[EXERCISE PROMPT] Copy the entire listing exactly.

[LISTED ENTRIES]
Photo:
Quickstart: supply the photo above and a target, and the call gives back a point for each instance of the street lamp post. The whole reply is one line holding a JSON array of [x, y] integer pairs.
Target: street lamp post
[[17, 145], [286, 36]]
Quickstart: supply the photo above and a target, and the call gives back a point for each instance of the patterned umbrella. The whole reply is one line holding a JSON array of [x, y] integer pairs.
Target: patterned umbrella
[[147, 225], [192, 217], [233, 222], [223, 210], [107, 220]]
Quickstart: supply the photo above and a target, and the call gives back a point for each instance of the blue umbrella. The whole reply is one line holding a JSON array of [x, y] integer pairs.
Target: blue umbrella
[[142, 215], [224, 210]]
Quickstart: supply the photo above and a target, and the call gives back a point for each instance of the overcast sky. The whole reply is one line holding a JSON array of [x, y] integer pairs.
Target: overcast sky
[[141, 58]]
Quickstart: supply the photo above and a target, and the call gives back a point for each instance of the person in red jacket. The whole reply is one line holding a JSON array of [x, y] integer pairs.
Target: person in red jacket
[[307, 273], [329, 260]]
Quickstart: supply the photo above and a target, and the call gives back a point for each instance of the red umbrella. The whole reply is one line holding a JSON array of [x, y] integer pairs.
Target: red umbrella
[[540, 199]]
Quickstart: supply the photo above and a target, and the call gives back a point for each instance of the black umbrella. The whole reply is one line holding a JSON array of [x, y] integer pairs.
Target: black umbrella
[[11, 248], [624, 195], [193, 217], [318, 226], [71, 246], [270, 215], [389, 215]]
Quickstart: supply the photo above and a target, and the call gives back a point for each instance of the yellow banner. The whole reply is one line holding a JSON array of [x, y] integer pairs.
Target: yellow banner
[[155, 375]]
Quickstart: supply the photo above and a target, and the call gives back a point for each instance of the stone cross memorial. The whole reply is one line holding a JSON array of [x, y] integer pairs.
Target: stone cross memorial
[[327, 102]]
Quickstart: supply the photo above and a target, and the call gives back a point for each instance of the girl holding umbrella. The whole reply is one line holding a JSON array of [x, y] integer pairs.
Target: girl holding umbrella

[EXERCISE ANSWER]
Photo:
Quickstart: supply the photo above and a target, and the call gives back a point for each instance of the street lamp post. The whole reply is one line holding a JSON array of [x, y] integer pairs.
Target: street lamp post
[[17, 145], [286, 36]]
Quickstart: supply the photo above and a target, and the call gives back a point for each instance of the patterned umbrella. The whole reply is one line holding a JSON array of [x, y] integer pairs.
Target: patterned umbrella
[[147, 225], [192, 217], [233, 222], [223, 210], [107, 220]]
Quickstart: supply the photo above and a target, and the call gives back a point for each instance of the blue umbrella. The whole reply is one line holding a JSON array of [x, y] integer pairs.
Target: blue umbrella
[[142, 215], [224, 210]]
Quickstart: supply the photo above and a target, and the call gives back a point for each instance of the overcast sky. The whole reply is one line holding a JSON array of [x, y] integer pairs.
Target: overcast sky
[[141, 58]]
Quickstart: supply the photo above and a target, and the call gives back a point for each instance of the person in red jacket. The whole reply is one line holding a JSON array of [x, y] integer pairs.
Target: person in red jacket
[[307, 273], [329, 260]]
Quickstart: supply the photo above and a target, and the call gives back a point for each instance of the red umbrella. The whole reply is one line holding a JSON array of [x, y] integer pairs.
Target: red umbrella
[[540, 199]]
Quickstart: supply the photo above and a target, and the call gives back a point for each instance of the black umbrella. The whole reply is one line holding a JSON array of [x, y] integer pairs.
Target: black umbrella
[[11, 248], [624, 195], [193, 217], [318, 226], [71, 246], [270, 215], [389, 215]]
Quickstart: supply the photo above and a target, and the call gives back a point for each instance of the yellow banner. The whole reply is one line holding a JSON array of [x, y] integer pairs.
Target: yellow banner
[[155, 375]]
Quickstart: supply the photo above and a target, and the call gives back a point for each instance of the stone cross memorial. The whole reply is one line holding a JSON array of [x, y] integer pairs.
Target: stone cross memorial
[[327, 102]]
Quickstart: supply the photo above and a target, and the call gives back a point for each instance of the girl holding umbrella. The whole reply is one line holding a JSON array of [x, y] integer pairs.
Target: girl holding umbrella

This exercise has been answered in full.